Task details: Reproduce the following lines verbatim, with no alterations.

[START Data for this task]

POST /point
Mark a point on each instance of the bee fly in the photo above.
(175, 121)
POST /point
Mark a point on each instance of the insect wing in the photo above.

[END Data for this task]

Expected answer:
POST /point
Mark a point on each instance of the bee fly in the photo above.
(175, 121)
POST /point
Mark a point on each instance of the insect wing in the photo above.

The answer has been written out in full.